Dokumen:
+++

Membumikan
Al-Qur'an
oleh Dr. M. Quraish
Shihab
Keotentikan Al-Quran
Al-Quran Al-Karim memperkenalkan
dirinya dengan berbagai ciri dan sifat. Salah satu di antaranya adalah bahwa ia
merupakan kitab yang keotentikannya dijamin oleh Allah, dan ia adalah kitab
yang selalu dipelihara. Inna nahnu nazzalna al-dzikra wa inna lahu lahafizhun
(Sesungguhnya Kami yang menurunkan Al-Quran dan Kamilah
Pemelihara-pemelihara-Nya) (QS 15:9).
Demikianlah Allah menjamin keotentikan
Al-Quran, jaminan yang diberikan atas dasar Kemahakuasaan dan Kemahatahuan-Nya,
serta berkat upaya-upaya yang dilakukan oleh makhluk-makhluk-Nya, terutama oleh
manusia. Dengan jaminan ayat di atas, setiap Muslim percaya bahwa apa yang
dibaca dan didengarnya sebagai Al-Quran tidak berbeda sedikit pun dengan apa
yang pernah dibaca oleh Rasulullah saw., dan yang didengar serta dibaca oleh
para sahabat Nabi saw.

+++

Data Latihan:
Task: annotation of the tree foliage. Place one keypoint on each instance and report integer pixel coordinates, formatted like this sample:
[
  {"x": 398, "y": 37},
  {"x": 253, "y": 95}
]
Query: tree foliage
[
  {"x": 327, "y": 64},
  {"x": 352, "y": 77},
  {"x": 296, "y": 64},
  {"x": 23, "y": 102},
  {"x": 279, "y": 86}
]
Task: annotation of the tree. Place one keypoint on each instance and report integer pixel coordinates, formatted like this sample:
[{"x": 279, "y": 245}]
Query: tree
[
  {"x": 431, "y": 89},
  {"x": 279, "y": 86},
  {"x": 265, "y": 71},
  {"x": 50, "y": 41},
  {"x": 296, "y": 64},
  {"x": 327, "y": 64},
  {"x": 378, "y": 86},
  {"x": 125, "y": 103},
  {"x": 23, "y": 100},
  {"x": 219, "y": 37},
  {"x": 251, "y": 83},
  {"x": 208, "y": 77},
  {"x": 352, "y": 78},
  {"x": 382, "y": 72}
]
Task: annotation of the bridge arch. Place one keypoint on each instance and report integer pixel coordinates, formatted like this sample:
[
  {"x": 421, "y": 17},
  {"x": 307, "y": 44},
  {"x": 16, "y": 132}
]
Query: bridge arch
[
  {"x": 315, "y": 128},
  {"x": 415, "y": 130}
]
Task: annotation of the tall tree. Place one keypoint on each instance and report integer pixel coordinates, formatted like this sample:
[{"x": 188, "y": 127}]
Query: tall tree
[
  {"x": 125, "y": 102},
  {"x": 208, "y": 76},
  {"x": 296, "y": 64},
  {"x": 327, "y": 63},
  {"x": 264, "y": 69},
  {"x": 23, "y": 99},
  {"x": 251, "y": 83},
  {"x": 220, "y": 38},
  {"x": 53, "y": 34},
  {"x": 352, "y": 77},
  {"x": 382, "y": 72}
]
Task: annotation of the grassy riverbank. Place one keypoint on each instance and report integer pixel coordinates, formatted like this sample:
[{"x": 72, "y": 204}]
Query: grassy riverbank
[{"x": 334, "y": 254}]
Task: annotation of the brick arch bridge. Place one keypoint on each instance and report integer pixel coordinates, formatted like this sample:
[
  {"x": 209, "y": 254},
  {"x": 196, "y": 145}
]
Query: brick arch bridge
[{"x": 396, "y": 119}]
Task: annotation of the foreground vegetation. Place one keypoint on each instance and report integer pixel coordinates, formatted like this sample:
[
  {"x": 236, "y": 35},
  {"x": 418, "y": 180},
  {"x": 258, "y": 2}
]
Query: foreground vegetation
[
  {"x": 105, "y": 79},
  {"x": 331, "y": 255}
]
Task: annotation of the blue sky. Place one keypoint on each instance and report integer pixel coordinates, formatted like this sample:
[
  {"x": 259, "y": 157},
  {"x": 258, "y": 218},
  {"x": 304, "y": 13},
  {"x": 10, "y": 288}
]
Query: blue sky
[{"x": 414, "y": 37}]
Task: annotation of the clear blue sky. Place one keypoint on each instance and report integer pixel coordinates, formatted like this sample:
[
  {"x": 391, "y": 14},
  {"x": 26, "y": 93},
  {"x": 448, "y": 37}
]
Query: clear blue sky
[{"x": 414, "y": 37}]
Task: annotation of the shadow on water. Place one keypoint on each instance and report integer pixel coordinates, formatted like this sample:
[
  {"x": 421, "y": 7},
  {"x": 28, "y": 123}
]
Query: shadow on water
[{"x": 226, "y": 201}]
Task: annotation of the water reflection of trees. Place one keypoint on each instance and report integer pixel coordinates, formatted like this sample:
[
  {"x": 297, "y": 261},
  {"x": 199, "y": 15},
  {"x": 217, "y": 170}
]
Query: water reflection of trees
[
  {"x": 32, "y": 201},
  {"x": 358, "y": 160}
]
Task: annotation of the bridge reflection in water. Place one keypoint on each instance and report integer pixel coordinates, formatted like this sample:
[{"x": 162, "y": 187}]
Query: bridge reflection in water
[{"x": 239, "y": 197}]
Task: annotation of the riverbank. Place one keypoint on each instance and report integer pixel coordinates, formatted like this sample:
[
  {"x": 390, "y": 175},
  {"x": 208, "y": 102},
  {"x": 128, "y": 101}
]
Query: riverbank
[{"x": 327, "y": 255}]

+++

Tugas Anda:
1 - Tulis ulang dengan persis baris-baris dalam daftar, dari baris yang memuat "Task: annotation of the bridge reflection" sampai akhir daftar, termasuk baris pertama dan terakhirnya.
2 - Teruskan tulisan tentang keotentikan Al-Quran setelah kalimat terakhirnya.
Tulisan dan daftar itu diambil dari sumber yang tidak sama.

Jawaban Tugas:
1 -
Task: annotation of the bridge reflection in water. Place one keypoint on each instance and report integer pixel coordinates, formatted like this sample:
[{"x": 162, "y": 187}]
Query: bridge reflection in water
[{"x": 239, "y": 197}]
Task: annotation of the riverbank. Place one keypoint on each instance and report integer pixel coordinates, formatted like this sample:
[
  {"x": 390, "y": 175},
  {"x": 208, "y": 102},
  {"x": 128, "y": 101}
]
Query: riverbank
[{"x": 327, "y": 255}]

2 -
Tetapi, dapatkah kepercayaan itu
didukung oleh bukti-bukti lain? Dan, dapatkah bukti-bukti itu meyakinkan
manusia, termasuk mereka yang tidak percaya akan jaminan Allah di atas? Tanpa
ragu kita mengiyakan pertanyaan di atas, karena seperti yang ditulis oleh
almarhum 'Abdul-Halim Mahmud, mantan Syaikh Al-Azhar: "Para orientalis
yang dari saat ke saat berusaha menunjukkan kelemahan Al-Quran, tidak
mendapatkan celah untuk meragukan keotentikannya."1 Hal ini disebabkan oleh bukti-bukti
kesejarahan yang mengantarkan mereka kepada kesimpulan tersebut.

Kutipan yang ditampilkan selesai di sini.